§ **要做的事**: 这段讲麦克斯韦方程组的选段说,从这组方程出发要证明什么?

§ **选段**:
*-*-*
贡献者: addis; 白玫瑰
预备知识 麦克斯韦方程组(介质)
,
矢量算符运算法则,
平面波
从麦克斯韦方程组出发,我们证明电磁场传播具有波动性。
麦克斯韦方程组为:
\begin{equation}
\begin{aligned}
& \boldsymbol{\nabla}\boldsymbol{\cdot} \boldsymbol{\mathbf{D}} = \rho ~, \\
& \boldsymbol{\nabla}\boldsymbol{\cdot} \boldsymbol{\mathbf{B}} = 0 ~, \\
& \boldsymbol{\nabla}\boldsymbol{\times} \boldsymbol{\mathbf{E}} = -\frac{\partial \boldsymbol{\mathbf{B}} }{\partial t} ~, \\
& \boldsymbol{\nabla}\boldsymbol{\times} \boldsymbol{\mathbf{H}} = \boldsymbol{\mathbf{j}} + \frac{\partial \boldsymbol{\mathbf{D}} }{\partial t} ~.
\end{aligned}
\end{equation}
将 $ \boldsymbol{\mathbf{D}} $ 和 $ \boldsymbol{\mathbf{H}} $ 转化为 $ \boldsymbol{\mathbf{E}} $ 和 $ \boldsymbol{\mathbf{B}} $:
\begin{equation}
\begin{aligned}
& \boldsymbol{\nabla}\boldsymbol{\cdot} \boldsymbol{\mathbf{E}} = \frac{\rho}{\epsilon} ~, \\
& \boldsymbol{\nabla}\boldsymbol{\cdot} \boldsymbol{\mathbf{B}} = 0 ~, \\
& \boldsymbol{\nabla}\boldsymbol{\times} \boldsymbol{\mathbf{E}} = -\frac{\partial \boldsymbol{\mathbf{B}} }{\partial t} ~, \\
& \boldsymbol{\nabla}\boldsymbol{\times} \boldsymbol{\mathbf{B}} = \mu( \boldsymbol{\mathbf{j}} + \epsilon \frac{\partial \boldsymbol{\mathbf{E}} }{\partial t}) ~.
*-*-*
物体指点数据集的行

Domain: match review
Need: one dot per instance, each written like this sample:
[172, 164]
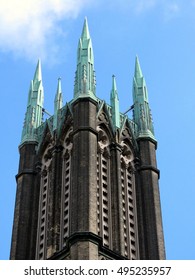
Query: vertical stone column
[83, 195]
[152, 219]
[25, 215]
[116, 193]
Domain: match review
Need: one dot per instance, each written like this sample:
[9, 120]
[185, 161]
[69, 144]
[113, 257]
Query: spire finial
[38, 74]
[85, 83]
[58, 103]
[85, 33]
[114, 104]
[33, 117]
[138, 71]
[142, 113]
*-*-*
§ **结果**: 证明电磁场的传播具有波动性。